Supplied records –
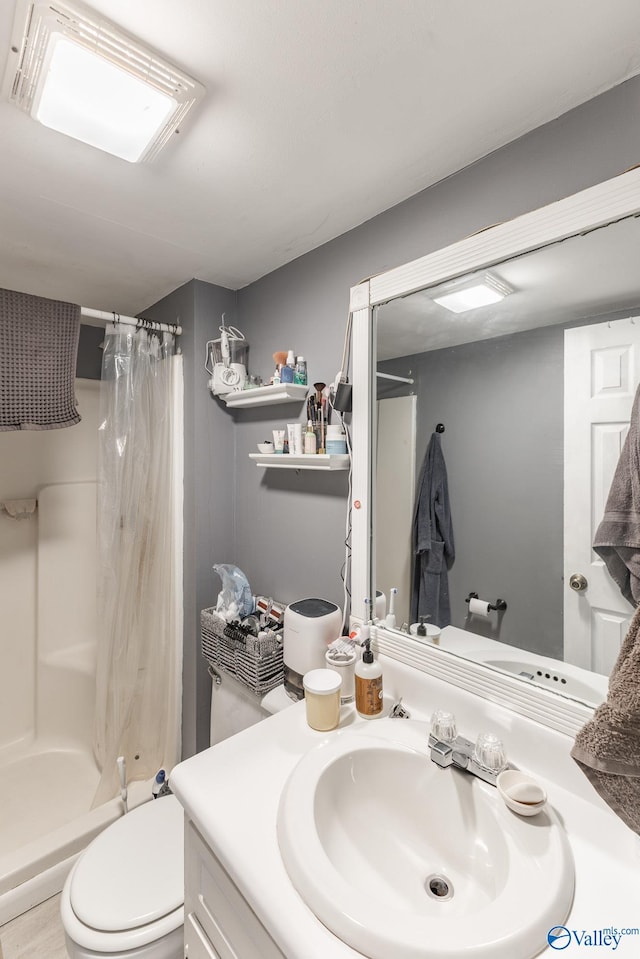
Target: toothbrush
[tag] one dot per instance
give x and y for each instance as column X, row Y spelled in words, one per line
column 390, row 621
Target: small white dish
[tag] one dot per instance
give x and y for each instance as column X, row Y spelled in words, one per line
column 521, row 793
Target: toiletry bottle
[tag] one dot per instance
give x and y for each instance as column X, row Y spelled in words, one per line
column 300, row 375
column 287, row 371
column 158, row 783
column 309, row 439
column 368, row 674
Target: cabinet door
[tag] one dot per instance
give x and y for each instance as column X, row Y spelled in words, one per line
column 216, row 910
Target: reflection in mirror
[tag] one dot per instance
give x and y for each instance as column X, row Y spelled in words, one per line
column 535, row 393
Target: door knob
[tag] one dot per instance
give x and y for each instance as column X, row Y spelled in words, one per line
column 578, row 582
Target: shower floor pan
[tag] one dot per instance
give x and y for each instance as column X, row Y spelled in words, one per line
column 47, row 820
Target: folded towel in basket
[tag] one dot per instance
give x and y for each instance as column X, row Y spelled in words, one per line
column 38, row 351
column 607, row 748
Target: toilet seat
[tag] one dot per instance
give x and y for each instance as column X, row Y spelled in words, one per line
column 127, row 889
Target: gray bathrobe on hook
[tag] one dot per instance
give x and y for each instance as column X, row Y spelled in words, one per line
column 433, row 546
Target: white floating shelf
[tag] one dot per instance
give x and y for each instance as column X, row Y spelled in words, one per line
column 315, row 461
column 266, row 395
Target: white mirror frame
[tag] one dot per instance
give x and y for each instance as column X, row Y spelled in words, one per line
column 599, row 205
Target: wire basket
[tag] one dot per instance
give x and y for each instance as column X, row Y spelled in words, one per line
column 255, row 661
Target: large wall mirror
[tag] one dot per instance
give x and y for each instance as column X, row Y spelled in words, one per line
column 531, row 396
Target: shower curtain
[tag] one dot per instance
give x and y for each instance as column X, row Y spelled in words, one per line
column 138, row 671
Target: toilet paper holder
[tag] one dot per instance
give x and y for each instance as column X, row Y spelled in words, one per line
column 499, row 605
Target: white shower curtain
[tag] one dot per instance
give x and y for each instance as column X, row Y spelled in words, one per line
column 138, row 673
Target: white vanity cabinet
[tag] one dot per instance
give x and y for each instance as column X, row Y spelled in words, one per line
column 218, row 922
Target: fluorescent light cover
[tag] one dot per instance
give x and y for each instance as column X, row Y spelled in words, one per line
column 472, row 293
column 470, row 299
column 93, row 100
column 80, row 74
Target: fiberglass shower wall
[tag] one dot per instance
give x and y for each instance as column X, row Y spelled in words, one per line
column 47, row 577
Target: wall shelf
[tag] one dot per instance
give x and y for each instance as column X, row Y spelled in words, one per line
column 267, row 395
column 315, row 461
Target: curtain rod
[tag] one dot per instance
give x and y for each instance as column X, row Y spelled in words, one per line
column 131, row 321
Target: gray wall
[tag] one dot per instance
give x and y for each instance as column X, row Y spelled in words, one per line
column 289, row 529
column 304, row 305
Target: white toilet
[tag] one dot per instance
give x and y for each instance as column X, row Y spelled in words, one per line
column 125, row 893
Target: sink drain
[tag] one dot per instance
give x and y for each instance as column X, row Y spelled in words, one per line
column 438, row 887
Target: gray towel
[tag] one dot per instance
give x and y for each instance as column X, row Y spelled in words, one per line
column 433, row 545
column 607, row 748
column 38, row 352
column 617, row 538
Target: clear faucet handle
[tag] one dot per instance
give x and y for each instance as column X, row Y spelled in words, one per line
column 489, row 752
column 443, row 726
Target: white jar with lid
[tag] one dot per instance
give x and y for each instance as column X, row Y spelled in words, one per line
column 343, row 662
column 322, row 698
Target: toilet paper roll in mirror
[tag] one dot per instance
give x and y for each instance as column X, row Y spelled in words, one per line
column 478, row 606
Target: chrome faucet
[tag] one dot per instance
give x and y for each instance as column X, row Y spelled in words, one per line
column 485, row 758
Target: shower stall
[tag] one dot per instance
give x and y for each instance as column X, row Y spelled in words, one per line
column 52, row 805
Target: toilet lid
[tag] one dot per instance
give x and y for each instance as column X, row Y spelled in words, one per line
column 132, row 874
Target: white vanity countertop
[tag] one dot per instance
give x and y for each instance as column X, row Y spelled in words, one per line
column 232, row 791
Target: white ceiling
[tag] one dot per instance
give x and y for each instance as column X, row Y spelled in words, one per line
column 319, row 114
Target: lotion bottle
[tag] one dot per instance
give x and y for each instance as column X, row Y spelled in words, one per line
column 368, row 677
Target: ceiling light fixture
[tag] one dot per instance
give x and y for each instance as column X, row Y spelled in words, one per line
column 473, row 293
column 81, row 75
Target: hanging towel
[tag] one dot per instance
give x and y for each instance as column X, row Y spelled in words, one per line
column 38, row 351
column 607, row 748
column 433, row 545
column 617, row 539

--

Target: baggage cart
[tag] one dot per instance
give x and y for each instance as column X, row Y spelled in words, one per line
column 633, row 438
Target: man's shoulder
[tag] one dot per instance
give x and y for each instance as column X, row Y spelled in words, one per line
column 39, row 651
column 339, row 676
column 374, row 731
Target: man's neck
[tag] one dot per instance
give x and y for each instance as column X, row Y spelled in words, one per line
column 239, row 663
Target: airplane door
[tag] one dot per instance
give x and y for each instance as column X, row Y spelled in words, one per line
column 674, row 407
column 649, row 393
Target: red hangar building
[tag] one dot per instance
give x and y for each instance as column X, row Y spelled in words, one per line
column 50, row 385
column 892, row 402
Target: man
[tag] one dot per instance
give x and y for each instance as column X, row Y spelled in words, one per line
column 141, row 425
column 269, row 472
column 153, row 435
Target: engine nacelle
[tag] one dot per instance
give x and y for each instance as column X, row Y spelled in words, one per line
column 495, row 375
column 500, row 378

Task instructions – Show each line of the records above containing "ceiling".

Written solution –
Target: white ceiling
Target: ceiling light fixture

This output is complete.